▸ **PROBLEM STATEMENT**:
Only the text belongs in the copy: repeat each record exactly, without pictures.

▸ **DATA RECORDS**:
= = = =

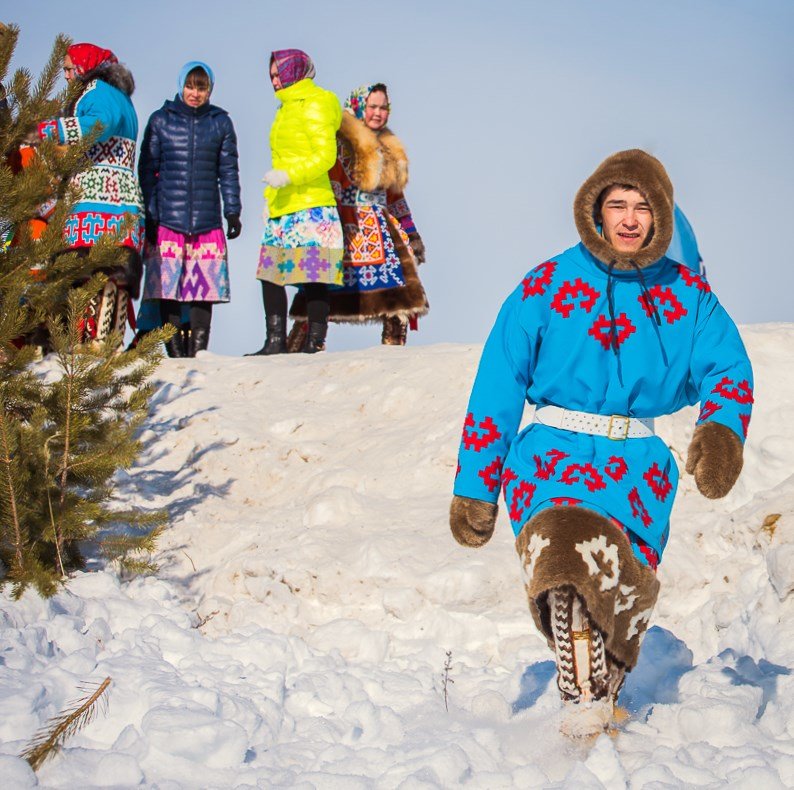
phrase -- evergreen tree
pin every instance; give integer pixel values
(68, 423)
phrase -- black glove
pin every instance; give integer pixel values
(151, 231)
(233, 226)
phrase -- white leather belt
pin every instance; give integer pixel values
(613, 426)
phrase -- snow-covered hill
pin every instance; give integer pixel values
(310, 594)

= = = =

▸ **OUTPUT BELOW**:
phrase -- evergreen tree
pin every instance; give integer pixel values
(68, 423)
phrase -- black glove
pin every instance; give integer pixel values
(151, 231)
(233, 226)
phrase -- white leather belt
pin every instance; give integer pixel values
(613, 426)
phrase -- snow-covered hill
pin every instance; give integer pixel values
(310, 594)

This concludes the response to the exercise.